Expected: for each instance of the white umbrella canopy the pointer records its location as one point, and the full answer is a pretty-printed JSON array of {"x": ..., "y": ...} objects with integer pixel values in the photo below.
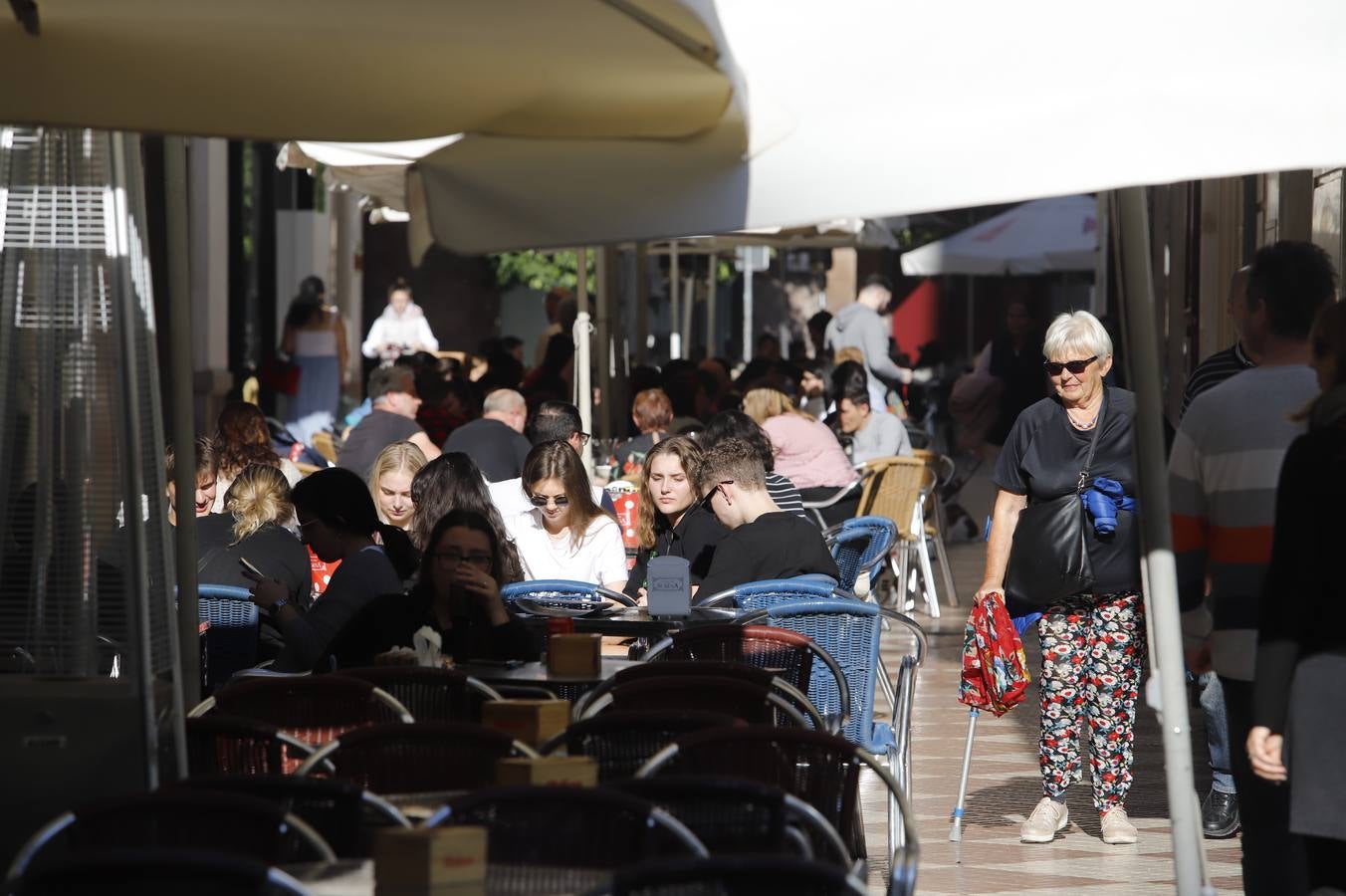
[
  {"x": 1065, "y": 100},
  {"x": 1038, "y": 237},
  {"x": 359, "y": 70}
]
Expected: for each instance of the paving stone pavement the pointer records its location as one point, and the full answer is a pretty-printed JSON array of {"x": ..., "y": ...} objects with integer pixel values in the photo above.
[{"x": 1005, "y": 785}]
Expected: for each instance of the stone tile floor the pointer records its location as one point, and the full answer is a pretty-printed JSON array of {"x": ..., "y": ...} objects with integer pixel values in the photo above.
[{"x": 1005, "y": 785}]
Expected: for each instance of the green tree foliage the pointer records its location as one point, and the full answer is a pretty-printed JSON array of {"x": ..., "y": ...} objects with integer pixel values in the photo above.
[{"x": 542, "y": 269}]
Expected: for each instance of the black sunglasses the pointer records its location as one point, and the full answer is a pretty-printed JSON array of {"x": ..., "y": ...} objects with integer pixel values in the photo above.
[{"x": 1077, "y": 367}]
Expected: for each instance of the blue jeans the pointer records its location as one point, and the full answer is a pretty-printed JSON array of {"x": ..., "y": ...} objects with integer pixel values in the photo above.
[{"x": 1217, "y": 732}]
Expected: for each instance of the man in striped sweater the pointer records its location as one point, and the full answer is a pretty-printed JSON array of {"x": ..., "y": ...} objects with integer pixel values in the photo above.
[{"x": 1223, "y": 478}]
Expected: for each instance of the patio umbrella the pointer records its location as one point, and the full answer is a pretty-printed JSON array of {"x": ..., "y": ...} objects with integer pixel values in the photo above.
[
  {"x": 358, "y": 70},
  {"x": 1038, "y": 237}
]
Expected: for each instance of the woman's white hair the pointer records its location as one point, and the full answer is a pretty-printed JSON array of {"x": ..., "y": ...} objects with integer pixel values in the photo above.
[{"x": 1074, "y": 336}]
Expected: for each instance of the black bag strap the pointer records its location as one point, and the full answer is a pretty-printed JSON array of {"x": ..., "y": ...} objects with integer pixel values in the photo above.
[{"x": 1093, "y": 441}]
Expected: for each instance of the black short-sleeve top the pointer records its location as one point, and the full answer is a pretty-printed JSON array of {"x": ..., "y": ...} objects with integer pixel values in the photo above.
[{"x": 1042, "y": 459}]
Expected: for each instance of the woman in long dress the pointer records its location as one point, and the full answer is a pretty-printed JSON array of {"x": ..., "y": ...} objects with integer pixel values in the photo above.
[{"x": 316, "y": 340}]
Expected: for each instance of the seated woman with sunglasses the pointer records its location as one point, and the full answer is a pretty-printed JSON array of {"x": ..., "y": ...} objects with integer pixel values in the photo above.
[
  {"x": 458, "y": 594},
  {"x": 672, "y": 518},
  {"x": 565, "y": 535}
]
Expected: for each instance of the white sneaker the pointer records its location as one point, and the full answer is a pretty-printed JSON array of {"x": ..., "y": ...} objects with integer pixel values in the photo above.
[
  {"x": 1116, "y": 827},
  {"x": 1046, "y": 819}
]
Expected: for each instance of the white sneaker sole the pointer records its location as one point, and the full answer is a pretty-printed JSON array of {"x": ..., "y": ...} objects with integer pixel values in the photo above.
[{"x": 1044, "y": 838}]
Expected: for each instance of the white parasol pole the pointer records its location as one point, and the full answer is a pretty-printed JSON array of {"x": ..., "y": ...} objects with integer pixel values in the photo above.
[{"x": 1167, "y": 689}]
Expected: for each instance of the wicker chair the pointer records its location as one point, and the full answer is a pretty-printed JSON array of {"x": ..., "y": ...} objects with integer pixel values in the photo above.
[
  {"x": 342, "y": 812},
  {"x": 417, "y": 758},
  {"x": 735, "y": 815},
  {"x": 622, "y": 742},
  {"x": 787, "y": 655},
  {"x": 564, "y": 839},
  {"x": 226, "y": 744},
  {"x": 897, "y": 489},
  {"x": 429, "y": 694},
  {"x": 821, "y": 770},
  {"x": 311, "y": 708},
  {"x": 737, "y": 875},
  {"x": 232, "y": 638},
  {"x": 175, "y": 818},
  {"x": 157, "y": 872},
  {"x": 733, "y": 689}
]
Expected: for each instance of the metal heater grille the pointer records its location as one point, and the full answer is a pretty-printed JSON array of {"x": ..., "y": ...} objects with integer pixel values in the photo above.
[{"x": 81, "y": 594}]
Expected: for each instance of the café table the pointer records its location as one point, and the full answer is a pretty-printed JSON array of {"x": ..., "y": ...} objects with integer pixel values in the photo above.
[{"x": 355, "y": 877}]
--------------------------------------------------
- [The problem]:
Return the records word for word, leaving every picture out of the copy.

- [Response for this exercise]:
Expected: for each instance of the white umbrella canopy the pointer records its location as one point, and the full answer is a pretty-printed JSON array of {"x": ..., "y": ...} objects with integer pixel values in the photo below.
[
  {"x": 1065, "y": 100},
  {"x": 1038, "y": 237},
  {"x": 359, "y": 70}
]
Expected: for each instance of the paving stone pavement the pointer records its location as one point, and the full answer is a pretty-printed JSON array of {"x": ..., "y": ...} objects with integer pixel values in the photo above.
[{"x": 1005, "y": 785}]
Expected: for each instance of the stone tile floor the pointer records its location as one point, and the full answer is a pretty-printed JSON array of {"x": ..., "y": ...} objects with integer pixel values in the photo above.
[{"x": 1005, "y": 785}]
Expected: for each instance of the green tree foliage the pointer records its location as one point, and the full answer is a pretty-printed JSON array of {"x": ..., "y": ...} objects with integer pixel values in the photo above.
[{"x": 542, "y": 269}]
Expected: for each instance of the black sunglasses the pointer records its location as one point, and the full answer is a pretty-printed JSON array of {"x": ..., "y": ...} objects with integer pixel values in the photo above.
[{"x": 1077, "y": 367}]
Expected: for each instance of the blue jeans the pointer records its location as one point, and the full answer is a pretty-printed JSON array of {"x": ..., "y": ...} objects with integer pixel values in the photo above.
[{"x": 1217, "y": 732}]
Expected: for each instance of the man in striped sweater the pointer records its location as one point, and the full answer is a pretty-printed JSON array of {"x": ..., "y": ...} objects with integer pixel values in the photo above.
[{"x": 1223, "y": 478}]
Expected: for each instance of the patio umbrella the pointer records its location as one point, and the full answer is a pretty-printed JSON array of {"x": ..., "y": ...} objects with integer pixel values in the photo above.
[
  {"x": 358, "y": 70},
  {"x": 1038, "y": 237}
]
Expected: for each instance of the woman's white hair the pointer records its location as one point, and the full answer is a pretty-printed JSON array of {"x": ..., "y": ...} objects with integer pixel values in the photo above.
[{"x": 1074, "y": 336}]
Expected: for each instance of the black bag strap the pointer records its location as one point, and the full answer is a pretty-printed JSON array of {"x": ..., "y": ...} objects with integer pixel values in the photo above.
[{"x": 1093, "y": 441}]
Expected: for each instance of the black short-sleeve top the pointer records its location as one point, and the full answer is a pretty-printed JSON array of {"x": ..., "y": ...} objects with integer pixel values in the photo above.
[{"x": 1042, "y": 459}]
Expected: for each instance of the woman in long dress the pointer records its location as one point, and the full answer is a pretty-printed JSON array of {"x": ..., "y": ...} objects with integer pixel values in the photo above.
[{"x": 316, "y": 340}]
Expected: for each instance of the seated woman with sunglasses the pointer records its location as one point, and the full answer is a pretty-printed JSON array of {"x": ..., "y": ...} objects with integer pixel values in the photo above.
[
  {"x": 458, "y": 594},
  {"x": 672, "y": 518},
  {"x": 565, "y": 535}
]
Expected: for each instance of the white sneaker the pointer records its location as one point, and the full answer is a pretty-printed JSON array of {"x": ..., "y": ...} objects with integer pixel values in the photo above.
[
  {"x": 1116, "y": 827},
  {"x": 1046, "y": 819}
]
Expected: for each instance of the white sneaker sole the pointer records its location as one point, and the full answer is a pretty-printed JSON array of {"x": ..., "y": ...} objects with integer pixel values in the photo above.
[{"x": 1044, "y": 838}]
Expected: for each instance of the white parasol pole the pointer records its location as one point, and the full answer is a pretty-printed JSON array of {"x": ..., "y": ...} objects with integer pixel values in the photo above.
[{"x": 1167, "y": 689}]
Expected: for each instance of the wicker chair the pointer records its location as one point, and the full answer is a pretty-printed JSON array of {"x": ..., "y": ...} objects with integer pixel values in the photo above.
[
  {"x": 342, "y": 812},
  {"x": 417, "y": 758},
  {"x": 735, "y": 815},
  {"x": 622, "y": 742},
  {"x": 787, "y": 655},
  {"x": 564, "y": 839},
  {"x": 226, "y": 744},
  {"x": 897, "y": 489},
  {"x": 429, "y": 694},
  {"x": 821, "y": 770},
  {"x": 311, "y": 708},
  {"x": 737, "y": 875},
  {"x": 232, "y": 638},
  {"x": 175, "y": 818},
  {"x": 157, "y": 872},
  {"x": 733, "y": 689}
]
Expected: for each instance of the metal heater grille the pointer records its location as one point, and the full answer is a pretty-printed JSON array of {"x": ..., "y": ...} objects with integer pixel values in the photo above.
[{"x": 81, "y": 594}]
Expected: for each instance of the café table the pointer records its location as one point, and the full answer is a pretty-printed JSON array of {"x": ..., "y": ...} objects with integer pixel values in the photo above.
[{"x": 355, "y": 877}]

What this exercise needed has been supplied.